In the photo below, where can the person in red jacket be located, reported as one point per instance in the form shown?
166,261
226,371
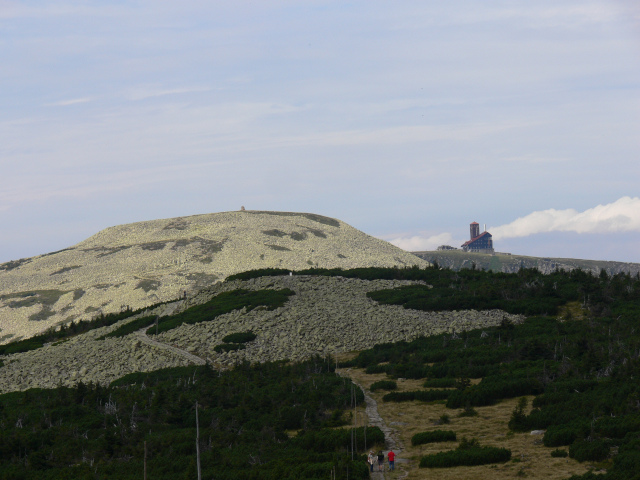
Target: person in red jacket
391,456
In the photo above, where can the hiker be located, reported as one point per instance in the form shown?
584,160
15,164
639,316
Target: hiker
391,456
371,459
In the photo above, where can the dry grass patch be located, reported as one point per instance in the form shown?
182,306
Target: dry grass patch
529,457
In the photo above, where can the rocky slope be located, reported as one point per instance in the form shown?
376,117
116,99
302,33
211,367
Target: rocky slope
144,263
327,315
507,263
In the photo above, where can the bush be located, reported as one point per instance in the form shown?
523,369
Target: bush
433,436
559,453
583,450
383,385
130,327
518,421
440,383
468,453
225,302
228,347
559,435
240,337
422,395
...
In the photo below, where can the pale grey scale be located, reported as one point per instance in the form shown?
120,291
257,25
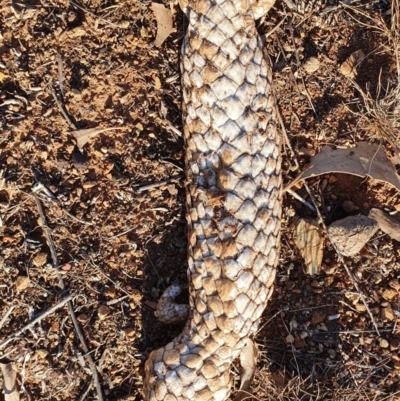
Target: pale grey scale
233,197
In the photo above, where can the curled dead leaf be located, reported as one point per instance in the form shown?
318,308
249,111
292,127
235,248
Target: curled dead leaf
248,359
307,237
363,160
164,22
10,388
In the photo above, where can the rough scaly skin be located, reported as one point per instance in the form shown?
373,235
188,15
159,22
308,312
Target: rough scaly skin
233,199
* * *
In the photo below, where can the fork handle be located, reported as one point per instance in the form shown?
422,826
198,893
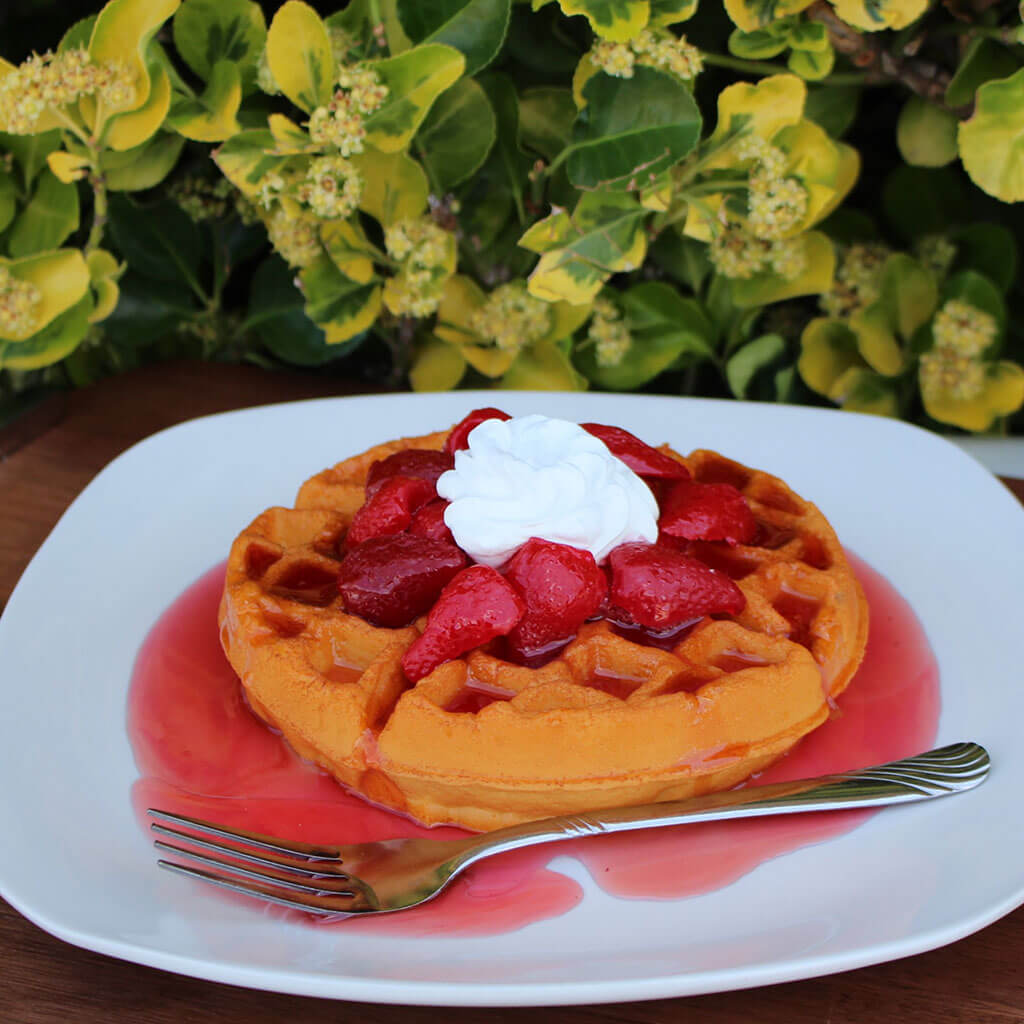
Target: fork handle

• Task requirements
Go through the records line by line and give the number of lines with the string "above" in them, stating nothing else.

• Expected answer
6